Input data »

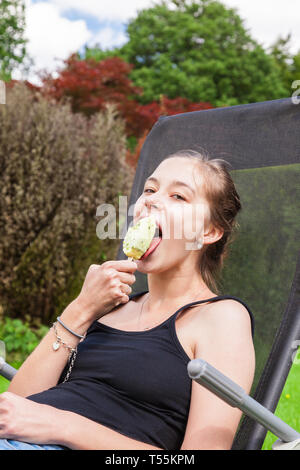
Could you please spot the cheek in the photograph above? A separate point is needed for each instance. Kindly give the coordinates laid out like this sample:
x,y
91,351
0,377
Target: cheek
x,y
187,222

Exercise prompt »
Recast the records above as a numbered list, one entry per line, skipping any blank lines and leaving the pictures out.

Answer to this exercise »
1. Could you please spot the cheek in the photograph above? A separate point is needed for each instance. Kindly give the coordinates laid out like this sample:
2. x,y
3. 91,351
4. 0,377
5. Target: cheek
6. x,y
7. 187,222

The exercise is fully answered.